*The problem:* Exactly reproduce the lines from the line containing "Each instance receives one keypoint. Mark the beachfront" to the end of the data below, inclusive, and nothing else.

*Stored data:*
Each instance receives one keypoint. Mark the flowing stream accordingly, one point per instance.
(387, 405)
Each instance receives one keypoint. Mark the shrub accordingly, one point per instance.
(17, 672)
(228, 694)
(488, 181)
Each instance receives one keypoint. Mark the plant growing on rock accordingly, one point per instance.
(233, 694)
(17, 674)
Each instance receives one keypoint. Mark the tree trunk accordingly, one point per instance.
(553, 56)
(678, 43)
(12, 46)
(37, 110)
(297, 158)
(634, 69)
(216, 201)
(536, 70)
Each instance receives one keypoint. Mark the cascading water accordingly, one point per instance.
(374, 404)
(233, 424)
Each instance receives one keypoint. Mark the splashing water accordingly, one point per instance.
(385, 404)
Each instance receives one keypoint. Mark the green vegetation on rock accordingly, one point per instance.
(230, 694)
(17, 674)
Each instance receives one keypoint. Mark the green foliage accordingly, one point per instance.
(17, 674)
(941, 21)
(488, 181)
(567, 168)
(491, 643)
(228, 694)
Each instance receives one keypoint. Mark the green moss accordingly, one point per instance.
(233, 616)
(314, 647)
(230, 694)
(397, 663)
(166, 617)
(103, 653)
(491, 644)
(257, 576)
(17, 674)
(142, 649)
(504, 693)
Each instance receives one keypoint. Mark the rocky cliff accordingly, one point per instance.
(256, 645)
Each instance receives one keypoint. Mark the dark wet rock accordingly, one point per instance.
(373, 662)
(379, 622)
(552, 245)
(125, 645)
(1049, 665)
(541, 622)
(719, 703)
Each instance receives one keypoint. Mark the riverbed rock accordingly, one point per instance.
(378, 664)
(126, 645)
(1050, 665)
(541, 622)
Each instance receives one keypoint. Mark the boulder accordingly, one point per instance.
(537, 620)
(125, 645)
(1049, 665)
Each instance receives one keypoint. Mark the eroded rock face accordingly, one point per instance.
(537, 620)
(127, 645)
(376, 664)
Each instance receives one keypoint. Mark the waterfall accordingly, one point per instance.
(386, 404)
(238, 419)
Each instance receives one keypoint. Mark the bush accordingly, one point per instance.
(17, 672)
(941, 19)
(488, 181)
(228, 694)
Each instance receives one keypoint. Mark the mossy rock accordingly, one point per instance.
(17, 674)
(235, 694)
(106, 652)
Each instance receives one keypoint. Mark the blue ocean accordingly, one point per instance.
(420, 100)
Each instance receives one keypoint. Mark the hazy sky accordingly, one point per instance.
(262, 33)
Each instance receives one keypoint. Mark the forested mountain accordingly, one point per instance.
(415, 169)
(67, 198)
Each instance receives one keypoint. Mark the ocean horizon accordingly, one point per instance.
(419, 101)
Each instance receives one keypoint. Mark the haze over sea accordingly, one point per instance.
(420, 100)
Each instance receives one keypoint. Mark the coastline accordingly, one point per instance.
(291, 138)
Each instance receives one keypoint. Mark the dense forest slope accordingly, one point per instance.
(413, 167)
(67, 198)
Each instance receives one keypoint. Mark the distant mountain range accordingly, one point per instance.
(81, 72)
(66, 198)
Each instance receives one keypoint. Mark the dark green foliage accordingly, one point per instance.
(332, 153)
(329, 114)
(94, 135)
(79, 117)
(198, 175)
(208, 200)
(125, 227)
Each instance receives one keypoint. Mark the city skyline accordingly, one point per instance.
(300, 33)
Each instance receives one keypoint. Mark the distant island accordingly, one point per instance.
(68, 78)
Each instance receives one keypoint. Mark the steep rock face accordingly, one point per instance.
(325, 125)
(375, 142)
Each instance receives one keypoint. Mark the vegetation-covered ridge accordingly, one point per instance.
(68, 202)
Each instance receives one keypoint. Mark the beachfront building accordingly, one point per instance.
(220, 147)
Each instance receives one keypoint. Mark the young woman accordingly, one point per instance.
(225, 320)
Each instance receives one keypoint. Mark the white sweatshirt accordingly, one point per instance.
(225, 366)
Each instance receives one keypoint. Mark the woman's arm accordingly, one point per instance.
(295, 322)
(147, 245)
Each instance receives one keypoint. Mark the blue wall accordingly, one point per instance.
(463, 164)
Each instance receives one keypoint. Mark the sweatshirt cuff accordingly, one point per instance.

*Response to the task:*
Each instance receives one keypoint. Mark the beachfront building accordingly, one point per instance.
(220, 147)
Each instance receives one keypoint. Mark the young woman accordingly, one point per instance.
(225, 320)
Each instance receives one keypoint. Mark the white sweatshirt accordingly, one point per instance.
(225, 366)
Each instance receives one keypoint. Mark the woman's arm accordingly, one point per instance.
(295, 322)
(147, 245)
Each instance receives one keypoint. Mark the blue wall accordingly, one point per instance.
(463, 164)
Each instance receives one keypoint. Mark the sweatshirt cuff accordingly, one point per instance.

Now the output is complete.